**読む文章**
----------------------------------------

逆にこれらの条件に当てはまらないのであれば、私立の薬学部でもほとんど問題ないです。

ドラッグストアや調剤薬局、病院や公務員として働く場合、大学の偏差値が採用、不採用に関係することはまずないです。

 

参考までに

国公立薬学部の偏差値

www.minkou.jp

私立薬学部の偏差値

www.minkou.jp

 

 

学費

偏差値の項目にも書きましたが、学費は圧倒的に国公立薬学部のほうが安いですので、学費で選ぶのであれば、国公立薬学部一択です。

私立の薬学部となると、学費は総額1000万円以上になります。

それに対し、国公立の薬学部はおよそ400万円程度です。

 

しかし、上記したように私立薬学部にも学費を安くする方法があります。

それは成績優秀者になることです。

私立の名城大学についてみてみましょう。

 

入試成績優秀奨学生

一般入学試験(A方式)において、各学部成績上位の合格者(対象者約400名)の内、入学した者

給付額は、授業料年額の1/2(入学年度のみ対象)です。

 

学業優秀奨学生

新4年次生で、3年次までの学業成績および人物優秀者
成績基準:次の(1)および(2)に該当する者
(1)3年次までに93単位以上を、修得している者で、卒業見込みの者(薬学科を除く)
(2)履修登録科目の平均点が80点以上の者

これらを満たす人の中から、2名が対象です。

給付額は、授業料年額の1/2です。

 

このように、成績が優秀であると給付金がもらえるようです。

しかし、対象者が2名であったりと狭き門であることは間違いないので、大学では勉強中心の生活をしなければならないと思います。

 

つまるところ、学費を安くしたいのであれば、大学受験で必死に勉強するか、大学に入ってから必死に勉強するかの二択になると思います。

そういう点では、入ってから成績をあまり考えなくてもいい国公立大学に合格するのが一番だと思います。

 

 

立地

これは自宅からの近さや、駅に近いかなどで選ぶ考え方です。

ただ漠然と薬学部に行きたいと思っている人は、この選び方も1つの方法だと思います。

まずは、自分の家から通えるところにある薬学部を探してみましょう。

特に私立の薬学部は多く設立されていますので、自宅から通いやすい大学が見つかるかもしれません。

----------------------------------------

**取り組む課題**
本文によると、私立の薬学部の学費は総額でいくらになりますか。 このあとに続く行は、この作業には使いません。

保存済みエントリー
----------------------------------------

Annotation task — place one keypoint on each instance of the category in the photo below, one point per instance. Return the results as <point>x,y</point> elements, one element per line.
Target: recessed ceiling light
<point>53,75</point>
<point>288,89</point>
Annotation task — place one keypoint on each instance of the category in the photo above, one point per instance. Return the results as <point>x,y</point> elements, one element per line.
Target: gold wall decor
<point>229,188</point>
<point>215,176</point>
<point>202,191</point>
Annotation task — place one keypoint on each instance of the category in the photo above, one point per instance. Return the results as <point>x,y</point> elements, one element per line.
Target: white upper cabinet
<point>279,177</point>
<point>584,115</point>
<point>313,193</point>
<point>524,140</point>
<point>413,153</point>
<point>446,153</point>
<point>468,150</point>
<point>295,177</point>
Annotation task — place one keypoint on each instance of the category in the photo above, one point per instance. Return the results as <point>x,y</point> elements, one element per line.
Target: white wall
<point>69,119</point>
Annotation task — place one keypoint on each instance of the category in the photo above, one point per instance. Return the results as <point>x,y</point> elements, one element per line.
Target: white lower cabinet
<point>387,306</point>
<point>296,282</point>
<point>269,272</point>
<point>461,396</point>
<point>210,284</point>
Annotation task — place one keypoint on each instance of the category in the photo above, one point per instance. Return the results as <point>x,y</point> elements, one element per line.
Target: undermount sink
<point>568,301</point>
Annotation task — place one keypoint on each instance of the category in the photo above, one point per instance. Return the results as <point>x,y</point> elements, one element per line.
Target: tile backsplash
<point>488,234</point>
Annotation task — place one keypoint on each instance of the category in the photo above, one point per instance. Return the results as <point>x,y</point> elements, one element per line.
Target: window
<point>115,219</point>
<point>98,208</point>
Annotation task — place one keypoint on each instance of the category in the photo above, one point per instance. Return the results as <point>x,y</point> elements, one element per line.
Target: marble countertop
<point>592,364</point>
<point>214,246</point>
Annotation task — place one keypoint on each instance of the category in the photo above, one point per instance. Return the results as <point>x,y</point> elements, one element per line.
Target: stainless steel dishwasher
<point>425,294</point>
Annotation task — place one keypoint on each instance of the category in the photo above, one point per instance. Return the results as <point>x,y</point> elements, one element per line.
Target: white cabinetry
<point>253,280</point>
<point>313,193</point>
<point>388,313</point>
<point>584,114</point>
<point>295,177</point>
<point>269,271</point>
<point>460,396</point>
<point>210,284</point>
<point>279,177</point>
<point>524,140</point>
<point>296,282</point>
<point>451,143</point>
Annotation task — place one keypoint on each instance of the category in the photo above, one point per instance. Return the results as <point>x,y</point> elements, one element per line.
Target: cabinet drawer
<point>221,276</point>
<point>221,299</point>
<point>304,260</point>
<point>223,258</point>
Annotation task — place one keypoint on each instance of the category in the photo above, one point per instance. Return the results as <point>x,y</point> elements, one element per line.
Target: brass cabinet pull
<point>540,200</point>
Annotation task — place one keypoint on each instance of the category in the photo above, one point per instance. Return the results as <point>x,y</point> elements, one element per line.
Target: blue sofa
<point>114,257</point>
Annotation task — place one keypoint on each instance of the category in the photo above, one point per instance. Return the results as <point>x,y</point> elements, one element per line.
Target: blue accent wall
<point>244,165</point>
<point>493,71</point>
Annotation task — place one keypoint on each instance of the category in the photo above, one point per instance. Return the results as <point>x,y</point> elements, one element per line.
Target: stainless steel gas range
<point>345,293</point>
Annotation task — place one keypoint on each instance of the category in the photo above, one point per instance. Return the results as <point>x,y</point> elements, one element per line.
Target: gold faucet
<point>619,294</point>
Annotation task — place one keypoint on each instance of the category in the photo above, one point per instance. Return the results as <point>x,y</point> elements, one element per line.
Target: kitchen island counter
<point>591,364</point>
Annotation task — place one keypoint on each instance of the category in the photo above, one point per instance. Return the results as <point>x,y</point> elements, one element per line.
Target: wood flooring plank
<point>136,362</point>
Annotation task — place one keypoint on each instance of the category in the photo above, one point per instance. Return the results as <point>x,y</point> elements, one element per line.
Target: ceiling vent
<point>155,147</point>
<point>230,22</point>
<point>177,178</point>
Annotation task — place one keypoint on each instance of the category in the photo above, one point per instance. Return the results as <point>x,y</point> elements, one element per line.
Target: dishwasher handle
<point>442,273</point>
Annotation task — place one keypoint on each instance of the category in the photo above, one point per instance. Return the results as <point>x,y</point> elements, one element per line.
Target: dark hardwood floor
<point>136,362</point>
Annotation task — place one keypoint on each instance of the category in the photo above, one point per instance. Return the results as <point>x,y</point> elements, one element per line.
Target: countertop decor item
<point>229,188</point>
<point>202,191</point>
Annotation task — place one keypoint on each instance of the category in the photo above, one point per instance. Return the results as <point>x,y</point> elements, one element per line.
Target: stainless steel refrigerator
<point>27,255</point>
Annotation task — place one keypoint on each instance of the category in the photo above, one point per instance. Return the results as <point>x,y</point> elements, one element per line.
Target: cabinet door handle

----------------------------------------

**完成した解答**
総額1000万円以上になります。